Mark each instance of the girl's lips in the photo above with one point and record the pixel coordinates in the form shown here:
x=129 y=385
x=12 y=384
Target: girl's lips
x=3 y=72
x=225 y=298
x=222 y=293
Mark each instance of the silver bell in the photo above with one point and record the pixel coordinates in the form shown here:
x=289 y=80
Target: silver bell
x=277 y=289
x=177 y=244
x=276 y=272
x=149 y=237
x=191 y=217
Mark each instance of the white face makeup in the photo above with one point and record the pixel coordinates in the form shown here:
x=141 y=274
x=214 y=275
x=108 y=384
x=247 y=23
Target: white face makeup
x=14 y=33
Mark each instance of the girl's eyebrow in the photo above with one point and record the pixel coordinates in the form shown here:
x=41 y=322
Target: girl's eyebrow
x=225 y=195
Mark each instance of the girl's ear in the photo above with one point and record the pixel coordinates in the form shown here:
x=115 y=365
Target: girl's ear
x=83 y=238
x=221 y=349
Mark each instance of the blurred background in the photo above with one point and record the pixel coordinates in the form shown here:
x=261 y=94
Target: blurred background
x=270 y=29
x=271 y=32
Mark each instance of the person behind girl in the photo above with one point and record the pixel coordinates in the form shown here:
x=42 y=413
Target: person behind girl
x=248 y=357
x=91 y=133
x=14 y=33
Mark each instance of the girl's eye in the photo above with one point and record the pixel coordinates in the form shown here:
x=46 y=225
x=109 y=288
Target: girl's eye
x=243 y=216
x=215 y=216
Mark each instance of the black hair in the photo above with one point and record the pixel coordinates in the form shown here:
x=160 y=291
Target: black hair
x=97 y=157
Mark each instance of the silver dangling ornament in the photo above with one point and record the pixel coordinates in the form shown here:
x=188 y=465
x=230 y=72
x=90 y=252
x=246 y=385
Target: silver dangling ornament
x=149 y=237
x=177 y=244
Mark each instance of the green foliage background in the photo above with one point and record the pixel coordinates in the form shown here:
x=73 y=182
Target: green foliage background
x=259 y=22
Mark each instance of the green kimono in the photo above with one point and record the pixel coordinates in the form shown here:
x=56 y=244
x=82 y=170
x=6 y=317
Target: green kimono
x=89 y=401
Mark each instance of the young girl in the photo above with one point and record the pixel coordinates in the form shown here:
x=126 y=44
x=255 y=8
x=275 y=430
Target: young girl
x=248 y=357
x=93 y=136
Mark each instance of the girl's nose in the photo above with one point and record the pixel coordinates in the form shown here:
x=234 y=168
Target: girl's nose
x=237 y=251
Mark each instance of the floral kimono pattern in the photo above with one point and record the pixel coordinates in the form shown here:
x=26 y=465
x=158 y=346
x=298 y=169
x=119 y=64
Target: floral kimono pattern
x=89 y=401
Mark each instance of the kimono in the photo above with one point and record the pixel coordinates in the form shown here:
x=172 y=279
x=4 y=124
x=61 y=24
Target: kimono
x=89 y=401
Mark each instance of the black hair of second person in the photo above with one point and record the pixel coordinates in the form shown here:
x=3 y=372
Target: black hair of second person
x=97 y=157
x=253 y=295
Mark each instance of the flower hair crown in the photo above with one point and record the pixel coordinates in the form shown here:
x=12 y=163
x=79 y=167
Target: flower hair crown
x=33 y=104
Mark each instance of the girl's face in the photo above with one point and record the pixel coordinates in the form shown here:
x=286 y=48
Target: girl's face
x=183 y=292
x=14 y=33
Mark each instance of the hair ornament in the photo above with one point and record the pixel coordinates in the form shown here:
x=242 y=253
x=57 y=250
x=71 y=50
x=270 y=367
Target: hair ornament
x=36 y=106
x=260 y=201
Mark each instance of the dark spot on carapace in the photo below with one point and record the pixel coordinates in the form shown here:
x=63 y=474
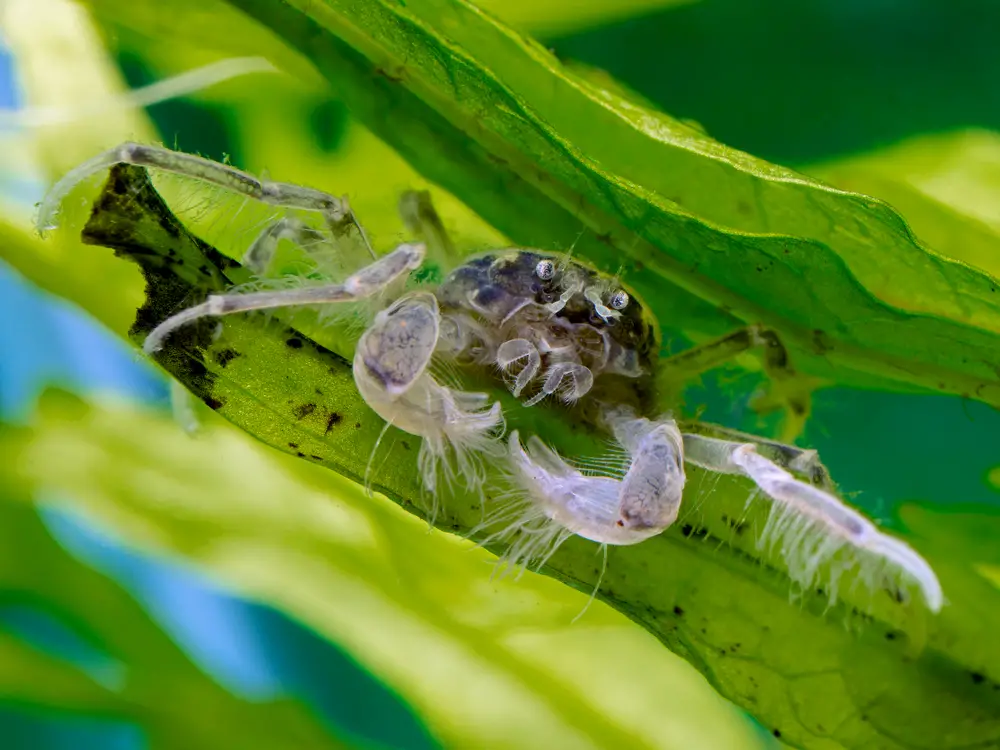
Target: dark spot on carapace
x=332 y=421
x=304 y=411
x=226 y=356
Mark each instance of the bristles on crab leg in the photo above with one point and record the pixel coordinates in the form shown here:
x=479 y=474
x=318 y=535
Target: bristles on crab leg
x=811 y=526
x=364 y=283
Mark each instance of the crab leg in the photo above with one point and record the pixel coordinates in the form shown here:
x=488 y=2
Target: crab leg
x=812 y=525
x=364 y=283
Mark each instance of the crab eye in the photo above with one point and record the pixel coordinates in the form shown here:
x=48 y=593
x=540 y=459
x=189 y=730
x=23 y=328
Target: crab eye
x=619 y=300
x=545 y=270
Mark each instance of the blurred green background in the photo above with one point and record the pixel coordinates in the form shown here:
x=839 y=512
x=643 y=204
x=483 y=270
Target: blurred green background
x=828 y=87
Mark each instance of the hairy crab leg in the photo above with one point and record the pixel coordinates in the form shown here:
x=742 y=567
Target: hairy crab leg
x=366 y=282
x=811 y=525
x=336 y=211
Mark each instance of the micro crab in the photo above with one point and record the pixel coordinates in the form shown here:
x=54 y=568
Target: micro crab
x=551 y=328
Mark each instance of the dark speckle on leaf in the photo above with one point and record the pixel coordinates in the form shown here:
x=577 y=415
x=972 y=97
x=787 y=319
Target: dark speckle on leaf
x=332 y=421
x=213 y=403
x=226 y=356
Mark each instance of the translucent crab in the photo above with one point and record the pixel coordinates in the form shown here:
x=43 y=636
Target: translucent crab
x=550 y=328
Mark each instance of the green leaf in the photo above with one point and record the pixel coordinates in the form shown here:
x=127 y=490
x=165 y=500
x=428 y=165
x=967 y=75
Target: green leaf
x=541 y=155
x=946 y=186
x=496 y=663
x=561 y=17
x=161 y=691
x=700 y=587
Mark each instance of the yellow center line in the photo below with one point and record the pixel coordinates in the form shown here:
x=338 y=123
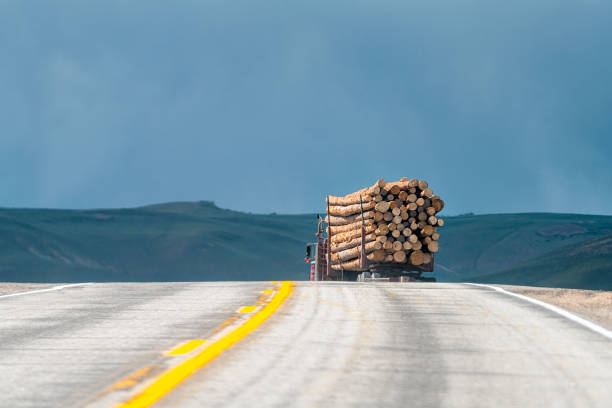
____
▶ What you will do:
In the listing above, find every line with the word "below" and copy it out.

▶ Written response:
Mark each instance of the dark spot on carapace in the photo below with one point and record the pixel coordinates in the form shown here:
Mark each instance of the yellow center line in the photo below with one point and record the pixel coordinates in the form shown here:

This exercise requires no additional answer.